** INPUT FOR THIS TASK follows **

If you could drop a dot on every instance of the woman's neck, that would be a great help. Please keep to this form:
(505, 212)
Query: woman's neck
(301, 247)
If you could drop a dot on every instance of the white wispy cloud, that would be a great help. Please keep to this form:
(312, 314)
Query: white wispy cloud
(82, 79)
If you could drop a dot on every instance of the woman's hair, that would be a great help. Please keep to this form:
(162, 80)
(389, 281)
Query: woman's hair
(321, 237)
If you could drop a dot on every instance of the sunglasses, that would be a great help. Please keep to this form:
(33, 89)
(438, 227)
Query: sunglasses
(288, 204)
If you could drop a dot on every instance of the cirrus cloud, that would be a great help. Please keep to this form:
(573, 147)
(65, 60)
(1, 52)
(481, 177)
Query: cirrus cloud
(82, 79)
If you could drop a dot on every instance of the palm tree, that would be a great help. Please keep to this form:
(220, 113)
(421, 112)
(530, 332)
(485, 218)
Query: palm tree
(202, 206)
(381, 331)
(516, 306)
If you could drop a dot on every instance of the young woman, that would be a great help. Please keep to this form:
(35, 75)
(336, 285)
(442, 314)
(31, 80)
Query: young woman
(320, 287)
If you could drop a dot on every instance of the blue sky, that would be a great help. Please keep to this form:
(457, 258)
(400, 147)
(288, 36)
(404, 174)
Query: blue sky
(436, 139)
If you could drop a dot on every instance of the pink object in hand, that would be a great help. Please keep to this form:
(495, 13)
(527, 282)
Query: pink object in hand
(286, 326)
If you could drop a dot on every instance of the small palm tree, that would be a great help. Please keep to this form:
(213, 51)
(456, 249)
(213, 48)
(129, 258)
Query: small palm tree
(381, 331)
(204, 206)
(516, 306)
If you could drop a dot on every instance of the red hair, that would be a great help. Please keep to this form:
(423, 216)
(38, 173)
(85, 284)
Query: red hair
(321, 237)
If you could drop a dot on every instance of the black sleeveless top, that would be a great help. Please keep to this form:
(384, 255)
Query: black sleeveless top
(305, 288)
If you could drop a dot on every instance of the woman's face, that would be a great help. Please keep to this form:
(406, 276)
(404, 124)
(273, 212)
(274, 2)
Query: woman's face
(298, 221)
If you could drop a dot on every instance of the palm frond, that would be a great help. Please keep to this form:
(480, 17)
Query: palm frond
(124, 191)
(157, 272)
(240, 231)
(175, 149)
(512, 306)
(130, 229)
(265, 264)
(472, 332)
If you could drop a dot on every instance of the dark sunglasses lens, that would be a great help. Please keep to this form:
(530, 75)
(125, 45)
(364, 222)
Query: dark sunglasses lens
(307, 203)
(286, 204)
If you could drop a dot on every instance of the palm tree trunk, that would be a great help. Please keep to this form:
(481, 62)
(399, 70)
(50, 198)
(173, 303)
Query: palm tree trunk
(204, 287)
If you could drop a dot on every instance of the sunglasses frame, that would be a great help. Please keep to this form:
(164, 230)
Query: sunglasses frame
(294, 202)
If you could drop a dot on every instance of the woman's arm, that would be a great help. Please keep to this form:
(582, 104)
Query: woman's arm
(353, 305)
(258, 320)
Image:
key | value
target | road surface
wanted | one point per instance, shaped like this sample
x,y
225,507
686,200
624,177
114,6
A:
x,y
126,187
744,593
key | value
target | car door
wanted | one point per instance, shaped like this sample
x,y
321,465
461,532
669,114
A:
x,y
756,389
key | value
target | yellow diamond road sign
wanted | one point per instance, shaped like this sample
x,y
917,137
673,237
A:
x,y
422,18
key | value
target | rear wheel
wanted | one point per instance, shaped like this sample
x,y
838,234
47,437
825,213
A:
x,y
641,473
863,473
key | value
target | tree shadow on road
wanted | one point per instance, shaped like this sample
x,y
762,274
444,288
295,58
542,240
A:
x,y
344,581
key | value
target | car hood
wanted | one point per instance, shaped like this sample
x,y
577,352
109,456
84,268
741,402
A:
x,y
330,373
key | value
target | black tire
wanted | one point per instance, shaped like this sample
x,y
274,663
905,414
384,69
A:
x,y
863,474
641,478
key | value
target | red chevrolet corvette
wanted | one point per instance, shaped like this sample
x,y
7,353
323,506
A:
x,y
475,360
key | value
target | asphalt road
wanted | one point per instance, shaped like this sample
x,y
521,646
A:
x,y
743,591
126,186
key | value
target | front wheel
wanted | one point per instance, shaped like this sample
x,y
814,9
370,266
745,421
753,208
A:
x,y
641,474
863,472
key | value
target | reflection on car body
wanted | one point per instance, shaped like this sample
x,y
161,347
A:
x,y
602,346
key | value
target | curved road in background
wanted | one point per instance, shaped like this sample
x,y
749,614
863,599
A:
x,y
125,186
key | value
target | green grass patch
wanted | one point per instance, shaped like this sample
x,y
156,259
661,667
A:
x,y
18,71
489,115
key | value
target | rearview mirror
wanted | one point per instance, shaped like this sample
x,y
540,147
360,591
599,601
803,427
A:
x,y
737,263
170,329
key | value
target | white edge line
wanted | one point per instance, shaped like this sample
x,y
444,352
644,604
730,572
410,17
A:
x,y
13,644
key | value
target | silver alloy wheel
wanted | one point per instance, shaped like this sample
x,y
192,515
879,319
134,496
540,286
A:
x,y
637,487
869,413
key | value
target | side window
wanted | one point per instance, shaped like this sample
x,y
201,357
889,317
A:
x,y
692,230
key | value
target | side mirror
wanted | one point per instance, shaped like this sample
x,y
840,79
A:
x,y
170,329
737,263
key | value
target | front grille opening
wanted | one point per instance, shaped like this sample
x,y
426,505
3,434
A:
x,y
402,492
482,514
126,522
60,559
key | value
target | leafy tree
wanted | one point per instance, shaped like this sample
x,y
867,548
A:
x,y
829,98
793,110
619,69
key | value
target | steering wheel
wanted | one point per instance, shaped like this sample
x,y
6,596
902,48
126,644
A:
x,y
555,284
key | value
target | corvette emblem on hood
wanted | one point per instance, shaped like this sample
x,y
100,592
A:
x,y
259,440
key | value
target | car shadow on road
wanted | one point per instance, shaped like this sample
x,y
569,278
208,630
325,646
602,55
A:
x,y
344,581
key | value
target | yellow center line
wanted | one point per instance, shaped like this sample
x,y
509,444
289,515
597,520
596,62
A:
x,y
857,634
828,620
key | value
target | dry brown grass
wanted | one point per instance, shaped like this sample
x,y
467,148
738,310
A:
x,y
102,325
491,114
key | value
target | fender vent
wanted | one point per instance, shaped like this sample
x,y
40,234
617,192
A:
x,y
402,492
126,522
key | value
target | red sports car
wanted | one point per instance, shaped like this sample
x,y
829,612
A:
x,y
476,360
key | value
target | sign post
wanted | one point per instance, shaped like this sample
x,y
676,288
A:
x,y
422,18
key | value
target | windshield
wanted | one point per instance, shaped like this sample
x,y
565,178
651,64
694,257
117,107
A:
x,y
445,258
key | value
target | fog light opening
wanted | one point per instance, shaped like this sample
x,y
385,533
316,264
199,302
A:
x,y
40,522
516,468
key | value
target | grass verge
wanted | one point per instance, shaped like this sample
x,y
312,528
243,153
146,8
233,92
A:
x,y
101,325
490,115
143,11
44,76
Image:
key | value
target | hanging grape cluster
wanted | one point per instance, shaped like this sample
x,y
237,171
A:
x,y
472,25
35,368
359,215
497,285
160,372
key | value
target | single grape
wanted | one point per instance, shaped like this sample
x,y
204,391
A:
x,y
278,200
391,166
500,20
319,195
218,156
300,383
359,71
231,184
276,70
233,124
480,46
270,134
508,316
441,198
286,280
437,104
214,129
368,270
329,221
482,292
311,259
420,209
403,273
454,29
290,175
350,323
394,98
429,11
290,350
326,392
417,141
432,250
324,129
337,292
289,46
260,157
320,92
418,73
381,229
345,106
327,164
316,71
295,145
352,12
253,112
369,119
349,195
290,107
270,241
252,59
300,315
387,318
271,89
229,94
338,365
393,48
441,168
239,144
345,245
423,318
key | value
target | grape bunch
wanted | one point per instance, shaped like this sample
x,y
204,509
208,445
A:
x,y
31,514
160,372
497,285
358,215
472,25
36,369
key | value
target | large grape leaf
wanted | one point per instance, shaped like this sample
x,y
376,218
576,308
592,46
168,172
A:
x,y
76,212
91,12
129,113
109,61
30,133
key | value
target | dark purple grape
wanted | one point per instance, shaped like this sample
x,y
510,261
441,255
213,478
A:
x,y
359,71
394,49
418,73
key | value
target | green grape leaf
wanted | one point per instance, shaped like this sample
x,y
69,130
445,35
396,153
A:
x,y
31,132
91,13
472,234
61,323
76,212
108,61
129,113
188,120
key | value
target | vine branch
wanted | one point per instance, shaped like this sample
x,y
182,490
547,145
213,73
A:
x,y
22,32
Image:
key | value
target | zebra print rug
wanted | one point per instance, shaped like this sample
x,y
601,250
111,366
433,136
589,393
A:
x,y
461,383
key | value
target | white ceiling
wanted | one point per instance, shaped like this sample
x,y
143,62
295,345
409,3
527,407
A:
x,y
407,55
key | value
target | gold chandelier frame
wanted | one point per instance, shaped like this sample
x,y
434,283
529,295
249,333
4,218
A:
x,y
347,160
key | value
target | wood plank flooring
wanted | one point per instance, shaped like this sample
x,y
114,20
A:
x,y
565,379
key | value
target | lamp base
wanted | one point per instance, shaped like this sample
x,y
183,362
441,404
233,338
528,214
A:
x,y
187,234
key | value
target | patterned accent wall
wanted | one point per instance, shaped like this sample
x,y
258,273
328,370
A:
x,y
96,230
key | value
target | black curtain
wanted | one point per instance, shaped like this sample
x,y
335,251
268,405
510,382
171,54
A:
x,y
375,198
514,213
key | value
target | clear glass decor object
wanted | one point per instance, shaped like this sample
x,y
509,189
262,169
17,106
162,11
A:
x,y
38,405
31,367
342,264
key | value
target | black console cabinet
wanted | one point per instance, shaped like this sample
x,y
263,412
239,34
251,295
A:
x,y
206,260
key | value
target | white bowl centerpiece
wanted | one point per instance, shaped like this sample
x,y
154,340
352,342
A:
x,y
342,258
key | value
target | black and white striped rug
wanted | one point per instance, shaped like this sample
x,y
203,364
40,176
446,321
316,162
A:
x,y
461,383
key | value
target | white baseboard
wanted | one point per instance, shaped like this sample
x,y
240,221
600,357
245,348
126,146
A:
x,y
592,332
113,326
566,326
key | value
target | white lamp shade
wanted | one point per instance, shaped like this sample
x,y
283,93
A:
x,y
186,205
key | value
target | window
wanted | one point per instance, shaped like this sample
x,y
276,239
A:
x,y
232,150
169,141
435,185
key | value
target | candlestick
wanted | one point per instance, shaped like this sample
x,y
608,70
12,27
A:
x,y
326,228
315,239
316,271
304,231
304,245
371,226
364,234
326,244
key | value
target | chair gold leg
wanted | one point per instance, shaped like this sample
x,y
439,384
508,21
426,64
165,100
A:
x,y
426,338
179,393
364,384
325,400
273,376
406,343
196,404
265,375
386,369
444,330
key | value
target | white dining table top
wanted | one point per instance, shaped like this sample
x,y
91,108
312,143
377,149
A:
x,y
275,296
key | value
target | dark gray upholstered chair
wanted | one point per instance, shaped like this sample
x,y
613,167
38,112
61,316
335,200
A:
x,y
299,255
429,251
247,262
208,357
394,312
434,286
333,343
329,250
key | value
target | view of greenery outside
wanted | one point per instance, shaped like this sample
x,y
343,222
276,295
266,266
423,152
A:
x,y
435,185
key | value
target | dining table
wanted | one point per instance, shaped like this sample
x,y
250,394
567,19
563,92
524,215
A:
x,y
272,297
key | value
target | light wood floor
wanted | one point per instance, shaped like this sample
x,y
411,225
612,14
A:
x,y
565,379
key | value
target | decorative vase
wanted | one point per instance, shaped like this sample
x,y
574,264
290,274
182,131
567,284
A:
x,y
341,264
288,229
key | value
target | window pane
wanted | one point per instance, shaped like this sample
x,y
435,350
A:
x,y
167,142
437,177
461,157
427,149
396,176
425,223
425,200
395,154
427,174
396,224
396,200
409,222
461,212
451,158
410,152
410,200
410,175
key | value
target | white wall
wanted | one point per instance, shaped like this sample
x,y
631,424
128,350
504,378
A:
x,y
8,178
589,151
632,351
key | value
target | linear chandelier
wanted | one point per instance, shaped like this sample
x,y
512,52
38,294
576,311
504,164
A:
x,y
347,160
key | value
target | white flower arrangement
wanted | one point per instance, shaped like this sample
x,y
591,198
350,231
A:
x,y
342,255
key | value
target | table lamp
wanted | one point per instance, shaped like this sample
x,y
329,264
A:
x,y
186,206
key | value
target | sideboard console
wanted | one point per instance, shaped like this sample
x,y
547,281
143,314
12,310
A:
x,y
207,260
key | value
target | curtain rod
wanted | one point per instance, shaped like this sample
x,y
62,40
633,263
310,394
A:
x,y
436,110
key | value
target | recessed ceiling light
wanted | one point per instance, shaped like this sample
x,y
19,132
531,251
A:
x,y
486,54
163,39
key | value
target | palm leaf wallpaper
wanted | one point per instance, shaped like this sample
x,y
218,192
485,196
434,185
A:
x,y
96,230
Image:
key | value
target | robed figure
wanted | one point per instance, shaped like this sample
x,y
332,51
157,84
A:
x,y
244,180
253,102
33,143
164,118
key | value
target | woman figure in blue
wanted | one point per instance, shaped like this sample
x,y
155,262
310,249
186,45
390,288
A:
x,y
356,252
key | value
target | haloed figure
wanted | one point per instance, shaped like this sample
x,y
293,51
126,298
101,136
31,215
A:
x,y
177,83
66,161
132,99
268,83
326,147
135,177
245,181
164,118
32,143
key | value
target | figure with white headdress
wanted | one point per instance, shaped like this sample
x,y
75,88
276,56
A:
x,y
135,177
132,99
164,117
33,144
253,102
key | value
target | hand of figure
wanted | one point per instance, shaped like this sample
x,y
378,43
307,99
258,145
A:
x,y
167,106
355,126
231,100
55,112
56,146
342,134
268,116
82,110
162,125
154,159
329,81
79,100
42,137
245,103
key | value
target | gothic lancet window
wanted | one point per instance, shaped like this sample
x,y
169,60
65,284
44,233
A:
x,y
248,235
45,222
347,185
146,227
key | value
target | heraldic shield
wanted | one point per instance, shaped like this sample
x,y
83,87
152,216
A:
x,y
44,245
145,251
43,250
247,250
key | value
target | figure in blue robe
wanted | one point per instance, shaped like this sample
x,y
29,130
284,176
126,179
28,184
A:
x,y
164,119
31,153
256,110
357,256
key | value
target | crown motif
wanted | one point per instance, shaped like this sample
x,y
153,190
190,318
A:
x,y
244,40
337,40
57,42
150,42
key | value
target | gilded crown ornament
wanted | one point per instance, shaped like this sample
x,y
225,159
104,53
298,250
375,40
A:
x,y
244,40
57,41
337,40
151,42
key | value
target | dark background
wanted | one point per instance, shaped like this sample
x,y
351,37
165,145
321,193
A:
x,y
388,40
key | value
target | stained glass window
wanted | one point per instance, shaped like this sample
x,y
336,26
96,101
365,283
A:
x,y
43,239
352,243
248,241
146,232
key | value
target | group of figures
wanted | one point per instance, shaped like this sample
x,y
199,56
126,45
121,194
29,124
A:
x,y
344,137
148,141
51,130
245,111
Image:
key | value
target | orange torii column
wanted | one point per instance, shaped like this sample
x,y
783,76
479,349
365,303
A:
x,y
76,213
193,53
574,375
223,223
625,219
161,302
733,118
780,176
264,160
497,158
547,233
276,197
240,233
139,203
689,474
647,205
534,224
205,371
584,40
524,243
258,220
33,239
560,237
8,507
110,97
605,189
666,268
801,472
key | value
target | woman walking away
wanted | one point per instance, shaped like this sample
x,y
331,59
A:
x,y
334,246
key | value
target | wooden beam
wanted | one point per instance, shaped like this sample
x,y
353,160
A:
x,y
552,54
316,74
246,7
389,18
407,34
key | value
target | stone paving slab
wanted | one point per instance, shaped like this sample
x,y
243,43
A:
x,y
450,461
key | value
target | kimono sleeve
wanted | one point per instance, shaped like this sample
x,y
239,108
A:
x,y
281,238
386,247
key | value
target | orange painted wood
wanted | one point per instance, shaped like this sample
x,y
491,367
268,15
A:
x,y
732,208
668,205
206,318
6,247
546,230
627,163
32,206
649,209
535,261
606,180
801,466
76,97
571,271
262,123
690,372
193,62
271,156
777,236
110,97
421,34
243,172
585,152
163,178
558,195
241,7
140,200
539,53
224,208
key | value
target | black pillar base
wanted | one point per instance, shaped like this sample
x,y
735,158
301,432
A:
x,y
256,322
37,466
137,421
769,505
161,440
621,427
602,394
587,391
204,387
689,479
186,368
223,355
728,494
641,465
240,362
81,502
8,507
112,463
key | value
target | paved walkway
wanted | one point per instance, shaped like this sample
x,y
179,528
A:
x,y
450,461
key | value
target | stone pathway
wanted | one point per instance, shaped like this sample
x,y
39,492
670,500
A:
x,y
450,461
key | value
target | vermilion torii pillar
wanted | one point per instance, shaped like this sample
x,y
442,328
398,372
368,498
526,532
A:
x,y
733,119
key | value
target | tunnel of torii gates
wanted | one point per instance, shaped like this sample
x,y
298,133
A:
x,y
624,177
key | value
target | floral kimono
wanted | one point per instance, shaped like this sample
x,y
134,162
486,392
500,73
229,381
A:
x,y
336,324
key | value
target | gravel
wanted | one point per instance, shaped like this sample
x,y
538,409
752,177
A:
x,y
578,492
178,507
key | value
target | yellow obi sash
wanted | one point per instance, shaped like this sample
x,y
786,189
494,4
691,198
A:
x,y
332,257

** End of INPUT FOR THIS TASK **

**WHAT THE TASK REQUIRES**
In the entries above, count every line containing the word "grass". Write only the total.

**YOUR SOLUTION**
3